Given problem → Copy out, word for word, the stretch of the data from the line that contains "of the glove." through the last line of the data, and include nothing else.

Dataset records:
+---+

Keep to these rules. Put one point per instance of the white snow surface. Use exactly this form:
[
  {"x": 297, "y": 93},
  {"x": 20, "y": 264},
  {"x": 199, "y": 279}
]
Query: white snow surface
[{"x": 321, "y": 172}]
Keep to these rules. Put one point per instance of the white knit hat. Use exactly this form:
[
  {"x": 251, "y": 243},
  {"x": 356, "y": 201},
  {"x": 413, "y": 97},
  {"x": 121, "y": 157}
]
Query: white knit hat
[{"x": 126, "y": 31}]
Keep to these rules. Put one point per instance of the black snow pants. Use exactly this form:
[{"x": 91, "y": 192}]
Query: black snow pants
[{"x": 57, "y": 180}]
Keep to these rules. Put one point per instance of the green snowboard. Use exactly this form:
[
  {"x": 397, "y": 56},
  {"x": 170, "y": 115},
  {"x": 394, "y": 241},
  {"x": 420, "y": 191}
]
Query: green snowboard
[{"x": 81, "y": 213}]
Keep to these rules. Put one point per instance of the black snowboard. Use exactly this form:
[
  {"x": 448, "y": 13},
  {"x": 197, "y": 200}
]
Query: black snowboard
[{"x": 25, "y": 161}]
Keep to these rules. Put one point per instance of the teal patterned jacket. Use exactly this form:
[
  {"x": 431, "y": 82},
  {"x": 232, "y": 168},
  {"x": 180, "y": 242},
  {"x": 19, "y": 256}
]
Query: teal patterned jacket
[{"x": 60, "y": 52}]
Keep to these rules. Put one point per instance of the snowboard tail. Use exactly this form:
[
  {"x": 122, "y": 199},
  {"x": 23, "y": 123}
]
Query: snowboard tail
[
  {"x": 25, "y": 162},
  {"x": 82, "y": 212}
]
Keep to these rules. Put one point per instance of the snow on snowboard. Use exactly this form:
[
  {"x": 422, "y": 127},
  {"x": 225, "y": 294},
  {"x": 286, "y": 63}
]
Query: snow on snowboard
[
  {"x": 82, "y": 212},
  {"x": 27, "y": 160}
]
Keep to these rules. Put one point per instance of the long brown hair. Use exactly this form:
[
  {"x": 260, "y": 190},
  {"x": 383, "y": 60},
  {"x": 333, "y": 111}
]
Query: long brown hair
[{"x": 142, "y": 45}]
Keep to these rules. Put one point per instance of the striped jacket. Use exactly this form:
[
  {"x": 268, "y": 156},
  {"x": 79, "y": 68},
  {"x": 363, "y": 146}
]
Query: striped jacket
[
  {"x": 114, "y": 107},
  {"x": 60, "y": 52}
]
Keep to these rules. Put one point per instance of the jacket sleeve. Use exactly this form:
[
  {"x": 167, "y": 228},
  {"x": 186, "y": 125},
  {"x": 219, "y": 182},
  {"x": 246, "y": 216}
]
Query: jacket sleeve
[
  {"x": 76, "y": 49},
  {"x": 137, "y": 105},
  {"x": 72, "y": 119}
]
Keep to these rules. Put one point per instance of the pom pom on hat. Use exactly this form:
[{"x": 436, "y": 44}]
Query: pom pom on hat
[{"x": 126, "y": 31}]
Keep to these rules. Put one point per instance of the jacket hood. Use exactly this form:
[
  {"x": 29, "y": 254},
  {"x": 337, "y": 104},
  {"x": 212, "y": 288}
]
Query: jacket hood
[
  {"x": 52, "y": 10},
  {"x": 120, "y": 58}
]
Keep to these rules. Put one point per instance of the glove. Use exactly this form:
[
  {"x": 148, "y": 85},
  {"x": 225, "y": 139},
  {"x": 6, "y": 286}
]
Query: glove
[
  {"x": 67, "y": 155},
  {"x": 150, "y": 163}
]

+---+

Written reply →
Keep to these rules. Put one point per instance of the glove. Use exactly this form:
[
  {"x": 148, "y": 85},
  {"x": 225, "y": 139},
  {"x": 6, "y": 286}
]
Query: glove
[
  {"x": 67, "y": 155},
  {"x": 150, "y": 163}
]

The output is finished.